── Page excerpt ──

The police chief for Salahuddin province was fired following the escape.
Previously, on September 1, 2011, Iraqi authorities reported that 35 prisoners tunneled their way out of a jail in Al-Faisaliyah in central Mosul. The prisoners were mostly Al-Qaeda members; U.S. military troops assisted in the search for the escapees, and 21 were recaptured.

The prisoners used metal plates and iron bars to dig nearly 150 feet out of the jail, according to a senior officer in the Mosul police department who did not want to be identified because he was not authorized to speak about the escape. He acknowledged that investigators were checking whether the prisoners had received inside help.

“It’s really early to decide whether there is collusion, but we have to admit that there is great negligence and every-body should be questioned about it,” he said. To that end, all employees at the facility were detained.

───
── Records ──

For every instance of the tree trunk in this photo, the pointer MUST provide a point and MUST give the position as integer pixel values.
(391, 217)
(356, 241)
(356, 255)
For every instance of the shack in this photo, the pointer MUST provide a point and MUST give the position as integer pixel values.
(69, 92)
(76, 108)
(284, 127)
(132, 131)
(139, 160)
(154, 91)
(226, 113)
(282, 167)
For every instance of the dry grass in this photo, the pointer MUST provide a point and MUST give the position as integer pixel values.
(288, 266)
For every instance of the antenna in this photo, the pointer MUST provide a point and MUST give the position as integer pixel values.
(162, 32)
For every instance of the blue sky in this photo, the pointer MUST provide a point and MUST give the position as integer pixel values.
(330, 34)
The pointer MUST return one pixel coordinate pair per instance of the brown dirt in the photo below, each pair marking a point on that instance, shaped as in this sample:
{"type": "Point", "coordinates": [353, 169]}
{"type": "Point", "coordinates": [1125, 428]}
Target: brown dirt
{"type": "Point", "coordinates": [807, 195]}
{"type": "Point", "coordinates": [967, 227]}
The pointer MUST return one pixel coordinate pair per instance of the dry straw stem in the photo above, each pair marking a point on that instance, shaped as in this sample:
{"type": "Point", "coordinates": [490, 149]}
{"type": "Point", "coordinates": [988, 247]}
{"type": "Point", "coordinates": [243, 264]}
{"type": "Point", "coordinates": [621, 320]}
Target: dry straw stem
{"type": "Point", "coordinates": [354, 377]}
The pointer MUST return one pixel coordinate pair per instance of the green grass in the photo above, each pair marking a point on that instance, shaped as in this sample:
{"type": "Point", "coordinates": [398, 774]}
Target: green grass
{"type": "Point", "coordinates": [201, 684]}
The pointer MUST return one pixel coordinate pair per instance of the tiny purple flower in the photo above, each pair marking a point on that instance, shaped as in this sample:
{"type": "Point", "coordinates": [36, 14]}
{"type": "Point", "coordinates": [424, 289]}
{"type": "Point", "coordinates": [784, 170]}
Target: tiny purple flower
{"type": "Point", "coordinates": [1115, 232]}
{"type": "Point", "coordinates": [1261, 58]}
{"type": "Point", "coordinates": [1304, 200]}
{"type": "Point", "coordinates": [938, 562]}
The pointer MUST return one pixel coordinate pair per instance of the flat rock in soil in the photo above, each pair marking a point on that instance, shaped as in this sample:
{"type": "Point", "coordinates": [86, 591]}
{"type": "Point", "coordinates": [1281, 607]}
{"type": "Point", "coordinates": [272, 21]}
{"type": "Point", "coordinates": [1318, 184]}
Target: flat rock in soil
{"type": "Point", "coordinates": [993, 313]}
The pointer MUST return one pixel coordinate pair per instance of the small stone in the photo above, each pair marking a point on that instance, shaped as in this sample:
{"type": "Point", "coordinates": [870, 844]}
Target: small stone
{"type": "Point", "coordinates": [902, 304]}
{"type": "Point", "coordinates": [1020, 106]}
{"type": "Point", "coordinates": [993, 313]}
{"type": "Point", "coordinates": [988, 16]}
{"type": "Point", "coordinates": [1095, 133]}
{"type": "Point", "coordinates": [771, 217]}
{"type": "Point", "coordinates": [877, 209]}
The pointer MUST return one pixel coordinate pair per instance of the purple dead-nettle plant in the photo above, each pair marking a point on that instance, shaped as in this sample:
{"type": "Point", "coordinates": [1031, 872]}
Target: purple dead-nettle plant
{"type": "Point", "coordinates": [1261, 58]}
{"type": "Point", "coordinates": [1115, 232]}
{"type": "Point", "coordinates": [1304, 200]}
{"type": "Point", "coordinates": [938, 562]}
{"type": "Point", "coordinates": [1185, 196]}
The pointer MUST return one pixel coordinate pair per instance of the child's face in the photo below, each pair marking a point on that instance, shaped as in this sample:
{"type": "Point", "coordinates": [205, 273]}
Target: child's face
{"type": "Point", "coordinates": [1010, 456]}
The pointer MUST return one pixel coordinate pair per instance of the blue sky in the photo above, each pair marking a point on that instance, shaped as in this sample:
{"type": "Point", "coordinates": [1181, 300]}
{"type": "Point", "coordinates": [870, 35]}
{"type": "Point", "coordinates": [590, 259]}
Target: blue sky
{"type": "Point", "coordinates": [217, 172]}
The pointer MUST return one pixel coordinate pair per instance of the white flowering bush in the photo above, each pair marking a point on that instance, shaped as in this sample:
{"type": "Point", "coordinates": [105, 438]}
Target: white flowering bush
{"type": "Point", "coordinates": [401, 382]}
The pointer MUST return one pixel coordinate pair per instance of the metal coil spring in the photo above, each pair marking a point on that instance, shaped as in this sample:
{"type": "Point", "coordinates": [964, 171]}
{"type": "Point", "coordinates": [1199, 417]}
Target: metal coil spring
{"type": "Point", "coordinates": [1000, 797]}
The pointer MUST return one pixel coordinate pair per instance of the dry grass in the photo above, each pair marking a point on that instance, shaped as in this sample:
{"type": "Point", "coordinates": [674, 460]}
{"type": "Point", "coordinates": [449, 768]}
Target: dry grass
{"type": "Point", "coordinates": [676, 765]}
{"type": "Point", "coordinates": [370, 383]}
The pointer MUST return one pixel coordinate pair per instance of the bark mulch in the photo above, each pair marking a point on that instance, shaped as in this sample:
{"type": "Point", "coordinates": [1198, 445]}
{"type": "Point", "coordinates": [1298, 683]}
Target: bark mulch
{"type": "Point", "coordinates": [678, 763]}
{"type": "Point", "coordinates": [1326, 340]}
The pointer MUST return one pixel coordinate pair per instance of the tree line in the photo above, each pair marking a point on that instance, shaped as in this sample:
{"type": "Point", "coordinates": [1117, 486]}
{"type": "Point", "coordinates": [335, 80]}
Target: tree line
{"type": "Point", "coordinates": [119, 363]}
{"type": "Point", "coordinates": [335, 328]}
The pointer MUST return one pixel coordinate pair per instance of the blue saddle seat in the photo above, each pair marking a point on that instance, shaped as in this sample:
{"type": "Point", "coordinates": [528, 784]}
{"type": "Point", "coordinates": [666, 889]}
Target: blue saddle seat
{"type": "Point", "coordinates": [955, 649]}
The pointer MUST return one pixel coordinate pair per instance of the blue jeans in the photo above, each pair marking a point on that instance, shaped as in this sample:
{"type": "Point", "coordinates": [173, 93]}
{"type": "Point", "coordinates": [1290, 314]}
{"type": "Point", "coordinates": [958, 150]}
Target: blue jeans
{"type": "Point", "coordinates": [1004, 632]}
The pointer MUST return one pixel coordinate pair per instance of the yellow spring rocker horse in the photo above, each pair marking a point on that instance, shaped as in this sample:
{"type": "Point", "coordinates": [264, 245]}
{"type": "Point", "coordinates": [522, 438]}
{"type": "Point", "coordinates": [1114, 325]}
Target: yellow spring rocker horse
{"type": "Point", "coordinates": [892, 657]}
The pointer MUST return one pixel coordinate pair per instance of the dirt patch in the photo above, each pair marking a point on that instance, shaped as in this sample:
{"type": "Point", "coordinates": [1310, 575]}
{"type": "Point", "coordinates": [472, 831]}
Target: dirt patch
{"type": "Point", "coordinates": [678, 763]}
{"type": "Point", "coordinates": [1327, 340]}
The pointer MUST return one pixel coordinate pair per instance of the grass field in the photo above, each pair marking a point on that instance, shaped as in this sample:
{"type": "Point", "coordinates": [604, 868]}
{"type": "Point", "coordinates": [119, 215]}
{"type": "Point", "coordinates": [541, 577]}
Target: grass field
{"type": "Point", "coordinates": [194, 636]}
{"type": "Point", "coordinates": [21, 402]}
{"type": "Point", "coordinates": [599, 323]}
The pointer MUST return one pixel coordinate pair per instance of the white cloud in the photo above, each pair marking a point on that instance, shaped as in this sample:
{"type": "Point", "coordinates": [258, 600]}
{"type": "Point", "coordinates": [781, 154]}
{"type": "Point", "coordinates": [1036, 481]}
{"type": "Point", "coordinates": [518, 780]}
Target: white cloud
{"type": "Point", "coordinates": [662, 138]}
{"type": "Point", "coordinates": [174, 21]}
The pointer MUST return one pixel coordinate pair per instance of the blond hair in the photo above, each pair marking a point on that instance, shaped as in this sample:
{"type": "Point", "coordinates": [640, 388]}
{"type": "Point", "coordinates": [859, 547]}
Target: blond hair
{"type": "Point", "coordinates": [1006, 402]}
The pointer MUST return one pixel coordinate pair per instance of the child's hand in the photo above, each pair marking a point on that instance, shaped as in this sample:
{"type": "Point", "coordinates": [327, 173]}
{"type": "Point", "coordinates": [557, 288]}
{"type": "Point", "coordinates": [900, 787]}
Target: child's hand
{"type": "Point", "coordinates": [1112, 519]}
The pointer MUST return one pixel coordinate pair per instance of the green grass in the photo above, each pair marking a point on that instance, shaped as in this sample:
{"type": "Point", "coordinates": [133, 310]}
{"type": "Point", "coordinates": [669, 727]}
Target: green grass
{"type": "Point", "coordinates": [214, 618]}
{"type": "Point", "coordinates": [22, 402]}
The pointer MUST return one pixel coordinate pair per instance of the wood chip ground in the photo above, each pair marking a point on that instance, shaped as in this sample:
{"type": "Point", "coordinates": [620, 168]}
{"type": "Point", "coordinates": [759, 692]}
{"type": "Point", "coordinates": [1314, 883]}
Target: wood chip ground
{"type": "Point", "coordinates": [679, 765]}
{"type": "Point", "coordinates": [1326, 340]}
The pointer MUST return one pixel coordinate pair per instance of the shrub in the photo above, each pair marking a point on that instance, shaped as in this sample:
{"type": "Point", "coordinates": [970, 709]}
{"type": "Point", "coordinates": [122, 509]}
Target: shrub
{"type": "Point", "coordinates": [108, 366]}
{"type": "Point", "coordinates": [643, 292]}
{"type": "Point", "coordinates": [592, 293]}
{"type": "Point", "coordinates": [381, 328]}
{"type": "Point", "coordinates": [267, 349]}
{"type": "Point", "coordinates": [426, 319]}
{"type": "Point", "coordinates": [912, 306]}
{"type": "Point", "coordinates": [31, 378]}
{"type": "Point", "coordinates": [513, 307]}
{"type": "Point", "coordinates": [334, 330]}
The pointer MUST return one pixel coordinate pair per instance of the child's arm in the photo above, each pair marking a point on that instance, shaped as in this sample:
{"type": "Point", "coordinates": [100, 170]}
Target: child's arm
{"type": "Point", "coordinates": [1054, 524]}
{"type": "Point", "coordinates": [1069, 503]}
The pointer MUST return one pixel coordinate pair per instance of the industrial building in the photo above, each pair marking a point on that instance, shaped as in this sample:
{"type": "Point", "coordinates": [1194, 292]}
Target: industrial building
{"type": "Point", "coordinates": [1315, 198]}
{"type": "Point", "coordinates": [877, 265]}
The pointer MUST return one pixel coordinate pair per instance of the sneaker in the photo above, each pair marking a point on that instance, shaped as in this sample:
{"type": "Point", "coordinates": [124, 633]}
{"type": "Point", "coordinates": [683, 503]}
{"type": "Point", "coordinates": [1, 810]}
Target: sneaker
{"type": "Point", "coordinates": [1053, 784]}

───

**Problem set:**
**A)** In the excerpt about the Iraqi jailbreaks, how far did the prisoners dig to get out of the Mosul jail?
**B)** Extend the news excerpt about the Iraqi jailbreaks, picking up right after its final sentence.

**The results:**
**A)** Nearly 150 feet.

**B)**
Kurdish lawmaker Mohammed Taha blamed security forces for the Mosul escape. “We have to admit that the insurgents control the situation and they have the initiative,” he stated.

The incidents in Tikrit and Mosul are just two examples of numerous jail breaks and violent disturbances at prisons across Iraq. On August 6, 2011, four prisoners and a guard were killed during an escape attempt at a facility in Hillah [see: PLN, Nov. 2011, p.50], while eleven prisoners and six police officers died during a disturbance at a Baghdad jail in May 2011.